[Exercise instructions]
a) According to the patch review, what is the only effect of the new flag?
b) Reproduce the patch review from "This is a very" to "get_avg_pstate(struct cpudata *cpu)".

Adding a new callback just for this is a bit excessive IMO.

> +
> static int core_get_min_pstate(void)
> {
> u64 value;
> @@ -1441,6 +1456,19 @@ static void intel_pstate_get_cpu_pstates(struct cpudata *cpu)
> pstate_funcs.get_vid(cpu);
>
> intel_pstate_set_min_pstate(cpu);
> +
> + if (pstate_funcs.boost_limited)
> + pstate_funcs.boost_limited(cpu);

And here the new callback is invoked just to set the new flag and this is
the only place the new flag is checked (apart from the check below that looks
redundant to me) and the only effect of it is the different value of
cpu->iowait_boost_max.

I really think this could be done in a more straightforward way. :-)

> +
> + if (cpu->iowait_boost_limited)
> + cpu->iowait_boost_max = cpu->pstate.max_pstate;
> + else
> + cpu->iowait_boost_max = cpu->pstate.turbo_pstate;
> +
> + cpu->iowait_boost_increment = (cpu->iowait_boost_max - cpu->pstate.min_pstate) >> 1;

This is a very simple and fast computation and you can do it when necessary
(so long as both iowait_boost_max and pstate.min_pstate reside in the same cache
line).

> + pr_debug("iowait_boost_limited: %d max_limit: %d increment %d\n",
> + cpu->iowait_boost_limited, cpu->iowait_boost_max,
> + cpu->iowait_boost_increment);
> }
>
> /*
> @@ -1616,18 +1644,12 @@ static inline int32_t get_avg_pstate(struct cpudata *cpu)
> static inline int32_t get_target_pstate(struct cpudata *cpu)

[Given entries]
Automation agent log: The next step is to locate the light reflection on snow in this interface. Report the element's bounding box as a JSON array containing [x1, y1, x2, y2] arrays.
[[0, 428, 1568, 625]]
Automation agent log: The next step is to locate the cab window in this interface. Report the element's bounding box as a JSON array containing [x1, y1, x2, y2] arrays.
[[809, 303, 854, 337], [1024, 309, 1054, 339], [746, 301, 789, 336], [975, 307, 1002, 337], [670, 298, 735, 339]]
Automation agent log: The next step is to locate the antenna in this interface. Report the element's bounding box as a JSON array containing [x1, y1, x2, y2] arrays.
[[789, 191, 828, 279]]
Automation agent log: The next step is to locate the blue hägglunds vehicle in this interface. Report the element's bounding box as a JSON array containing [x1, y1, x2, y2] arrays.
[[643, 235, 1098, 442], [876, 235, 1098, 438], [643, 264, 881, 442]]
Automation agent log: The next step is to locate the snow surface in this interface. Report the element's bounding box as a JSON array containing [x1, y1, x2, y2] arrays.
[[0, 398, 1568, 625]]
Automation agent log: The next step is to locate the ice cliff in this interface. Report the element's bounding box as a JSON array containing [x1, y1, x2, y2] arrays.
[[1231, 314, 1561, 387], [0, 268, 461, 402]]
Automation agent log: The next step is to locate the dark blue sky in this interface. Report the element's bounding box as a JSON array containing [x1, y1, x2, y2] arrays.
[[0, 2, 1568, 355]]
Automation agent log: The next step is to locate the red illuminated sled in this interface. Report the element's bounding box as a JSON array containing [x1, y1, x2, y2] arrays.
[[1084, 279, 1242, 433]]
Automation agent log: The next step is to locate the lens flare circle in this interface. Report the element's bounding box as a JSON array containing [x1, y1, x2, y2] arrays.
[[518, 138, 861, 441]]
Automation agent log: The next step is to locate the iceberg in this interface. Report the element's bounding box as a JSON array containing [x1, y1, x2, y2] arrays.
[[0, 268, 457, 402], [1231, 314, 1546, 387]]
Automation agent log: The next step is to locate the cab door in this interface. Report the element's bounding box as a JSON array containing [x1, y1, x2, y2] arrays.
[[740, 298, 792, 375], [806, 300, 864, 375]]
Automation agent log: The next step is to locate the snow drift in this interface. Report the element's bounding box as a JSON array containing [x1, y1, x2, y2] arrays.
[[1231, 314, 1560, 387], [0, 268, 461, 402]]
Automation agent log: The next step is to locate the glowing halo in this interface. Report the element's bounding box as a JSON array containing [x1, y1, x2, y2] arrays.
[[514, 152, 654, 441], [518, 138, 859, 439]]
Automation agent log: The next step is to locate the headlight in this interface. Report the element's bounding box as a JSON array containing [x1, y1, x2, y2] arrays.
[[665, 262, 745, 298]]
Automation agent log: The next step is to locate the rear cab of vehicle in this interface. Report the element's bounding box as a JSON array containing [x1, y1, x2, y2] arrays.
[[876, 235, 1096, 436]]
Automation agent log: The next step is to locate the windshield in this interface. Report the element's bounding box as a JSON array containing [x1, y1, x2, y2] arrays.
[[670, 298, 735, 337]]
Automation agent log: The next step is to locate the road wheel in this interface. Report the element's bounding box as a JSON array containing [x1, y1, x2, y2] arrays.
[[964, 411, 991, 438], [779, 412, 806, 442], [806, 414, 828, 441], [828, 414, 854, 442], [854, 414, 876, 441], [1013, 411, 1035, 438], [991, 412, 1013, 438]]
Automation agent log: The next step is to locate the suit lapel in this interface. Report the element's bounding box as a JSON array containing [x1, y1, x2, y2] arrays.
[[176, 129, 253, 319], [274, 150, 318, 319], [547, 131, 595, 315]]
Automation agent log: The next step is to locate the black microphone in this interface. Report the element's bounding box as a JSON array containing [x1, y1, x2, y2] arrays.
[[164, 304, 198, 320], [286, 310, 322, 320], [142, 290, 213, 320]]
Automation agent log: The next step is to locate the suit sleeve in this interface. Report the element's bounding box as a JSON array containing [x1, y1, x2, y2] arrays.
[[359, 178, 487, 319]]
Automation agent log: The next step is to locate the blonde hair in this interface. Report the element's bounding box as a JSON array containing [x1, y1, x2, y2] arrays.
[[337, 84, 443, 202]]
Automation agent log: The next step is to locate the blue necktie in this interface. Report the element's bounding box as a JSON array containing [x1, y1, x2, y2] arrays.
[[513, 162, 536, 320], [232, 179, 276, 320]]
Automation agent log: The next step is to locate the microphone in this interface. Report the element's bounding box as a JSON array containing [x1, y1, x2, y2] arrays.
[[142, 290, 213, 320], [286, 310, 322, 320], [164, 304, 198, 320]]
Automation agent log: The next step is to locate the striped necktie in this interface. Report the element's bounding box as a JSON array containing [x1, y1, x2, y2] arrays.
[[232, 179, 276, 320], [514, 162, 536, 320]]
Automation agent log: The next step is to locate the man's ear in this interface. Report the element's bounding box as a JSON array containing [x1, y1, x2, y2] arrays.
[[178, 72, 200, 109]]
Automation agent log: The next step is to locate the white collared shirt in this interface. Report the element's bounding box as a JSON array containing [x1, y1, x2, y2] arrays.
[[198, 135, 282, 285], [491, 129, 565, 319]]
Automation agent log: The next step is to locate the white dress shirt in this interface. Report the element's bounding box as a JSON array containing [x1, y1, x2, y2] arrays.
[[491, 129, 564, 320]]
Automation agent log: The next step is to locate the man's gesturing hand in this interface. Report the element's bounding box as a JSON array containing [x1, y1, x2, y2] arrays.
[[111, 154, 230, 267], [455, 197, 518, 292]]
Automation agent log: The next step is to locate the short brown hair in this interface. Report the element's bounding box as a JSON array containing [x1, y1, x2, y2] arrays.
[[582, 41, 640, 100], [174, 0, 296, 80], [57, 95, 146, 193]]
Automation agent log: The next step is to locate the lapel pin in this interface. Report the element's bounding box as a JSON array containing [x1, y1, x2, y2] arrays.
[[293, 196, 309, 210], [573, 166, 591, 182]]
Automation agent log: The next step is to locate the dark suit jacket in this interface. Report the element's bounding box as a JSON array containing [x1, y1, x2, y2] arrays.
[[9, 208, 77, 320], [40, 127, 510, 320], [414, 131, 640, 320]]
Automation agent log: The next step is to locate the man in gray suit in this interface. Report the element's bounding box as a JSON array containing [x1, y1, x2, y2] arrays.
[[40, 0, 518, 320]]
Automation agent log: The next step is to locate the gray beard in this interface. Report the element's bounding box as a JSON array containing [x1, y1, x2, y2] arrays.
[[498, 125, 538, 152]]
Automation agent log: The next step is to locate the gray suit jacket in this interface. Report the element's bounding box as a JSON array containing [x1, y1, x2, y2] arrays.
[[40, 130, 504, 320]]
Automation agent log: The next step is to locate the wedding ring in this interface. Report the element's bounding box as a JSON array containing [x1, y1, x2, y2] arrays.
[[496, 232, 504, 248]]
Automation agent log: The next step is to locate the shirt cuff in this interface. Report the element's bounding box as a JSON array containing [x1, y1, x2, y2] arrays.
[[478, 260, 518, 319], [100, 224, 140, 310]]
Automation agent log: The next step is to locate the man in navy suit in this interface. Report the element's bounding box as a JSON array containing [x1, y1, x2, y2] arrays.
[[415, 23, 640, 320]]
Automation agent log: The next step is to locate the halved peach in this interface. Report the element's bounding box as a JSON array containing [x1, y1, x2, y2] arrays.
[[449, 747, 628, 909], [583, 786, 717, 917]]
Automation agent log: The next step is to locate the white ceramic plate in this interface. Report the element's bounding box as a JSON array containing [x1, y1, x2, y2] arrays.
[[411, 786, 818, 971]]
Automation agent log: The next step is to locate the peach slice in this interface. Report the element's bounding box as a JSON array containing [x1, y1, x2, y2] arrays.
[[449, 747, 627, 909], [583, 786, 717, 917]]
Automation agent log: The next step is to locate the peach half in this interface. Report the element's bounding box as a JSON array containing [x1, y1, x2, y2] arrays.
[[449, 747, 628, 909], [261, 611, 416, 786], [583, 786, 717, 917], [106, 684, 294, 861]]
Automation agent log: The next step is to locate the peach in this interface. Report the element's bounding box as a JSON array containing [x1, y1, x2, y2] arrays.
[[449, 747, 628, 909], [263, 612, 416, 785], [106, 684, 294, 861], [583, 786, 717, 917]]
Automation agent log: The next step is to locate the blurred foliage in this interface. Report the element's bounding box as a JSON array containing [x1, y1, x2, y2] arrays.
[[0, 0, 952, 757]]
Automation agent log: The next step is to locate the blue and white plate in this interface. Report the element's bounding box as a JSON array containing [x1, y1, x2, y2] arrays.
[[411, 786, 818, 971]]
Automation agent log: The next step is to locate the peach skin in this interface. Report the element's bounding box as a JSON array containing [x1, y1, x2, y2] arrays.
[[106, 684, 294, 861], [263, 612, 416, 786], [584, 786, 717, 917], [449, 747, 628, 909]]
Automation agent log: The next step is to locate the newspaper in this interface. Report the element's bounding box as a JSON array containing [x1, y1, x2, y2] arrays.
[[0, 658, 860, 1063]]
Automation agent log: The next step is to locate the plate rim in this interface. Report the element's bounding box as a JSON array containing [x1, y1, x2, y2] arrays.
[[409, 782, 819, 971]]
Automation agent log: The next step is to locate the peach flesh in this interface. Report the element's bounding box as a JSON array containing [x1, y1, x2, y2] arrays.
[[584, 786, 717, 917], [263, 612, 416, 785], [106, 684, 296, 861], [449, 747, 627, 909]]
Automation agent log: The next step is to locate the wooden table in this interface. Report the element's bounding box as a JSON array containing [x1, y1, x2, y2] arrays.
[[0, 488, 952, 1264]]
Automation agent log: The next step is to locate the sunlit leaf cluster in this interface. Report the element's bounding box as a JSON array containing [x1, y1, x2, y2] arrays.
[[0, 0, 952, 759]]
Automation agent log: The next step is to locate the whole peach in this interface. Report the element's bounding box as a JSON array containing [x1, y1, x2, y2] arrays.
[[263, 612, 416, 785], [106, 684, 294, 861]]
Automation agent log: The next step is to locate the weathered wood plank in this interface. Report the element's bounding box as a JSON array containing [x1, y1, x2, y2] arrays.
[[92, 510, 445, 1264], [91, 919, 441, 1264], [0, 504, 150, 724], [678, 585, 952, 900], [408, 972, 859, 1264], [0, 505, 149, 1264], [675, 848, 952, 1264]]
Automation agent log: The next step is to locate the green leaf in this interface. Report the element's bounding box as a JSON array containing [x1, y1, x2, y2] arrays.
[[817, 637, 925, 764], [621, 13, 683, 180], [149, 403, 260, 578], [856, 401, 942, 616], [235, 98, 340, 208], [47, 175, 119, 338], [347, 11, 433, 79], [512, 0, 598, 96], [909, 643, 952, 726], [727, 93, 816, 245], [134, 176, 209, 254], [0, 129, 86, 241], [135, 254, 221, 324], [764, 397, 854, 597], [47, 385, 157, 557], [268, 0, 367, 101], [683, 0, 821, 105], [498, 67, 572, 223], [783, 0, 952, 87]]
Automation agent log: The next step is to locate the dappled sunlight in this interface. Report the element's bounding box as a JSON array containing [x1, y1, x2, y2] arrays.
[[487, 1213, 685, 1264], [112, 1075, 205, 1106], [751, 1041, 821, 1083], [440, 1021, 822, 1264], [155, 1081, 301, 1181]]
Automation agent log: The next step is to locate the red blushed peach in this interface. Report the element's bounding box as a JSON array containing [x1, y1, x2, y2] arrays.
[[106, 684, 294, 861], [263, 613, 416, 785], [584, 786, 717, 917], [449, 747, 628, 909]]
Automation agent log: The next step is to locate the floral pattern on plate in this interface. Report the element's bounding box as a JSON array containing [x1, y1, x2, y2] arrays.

[The results]
a) A different value of cpu->iowait_boost_max.

b)
This is a very simple and fast computation and you can do it when necessary
(so long as both iowait_boost_max and pstate.min_pstate reside in the same cache
line).

> + pr_debug("iowait_boost_limited: %d max_limit: %d increment %d\n",
> + cpu->iowait_boost_limited, cpu->iowait_boost_max,
> + cpu->iowait_boost_increment);
> }
>
> /*
> @@ -1616,18 +1644,12 @@ static inline int32_t get_avg_pstate(struct cpudata *cpu)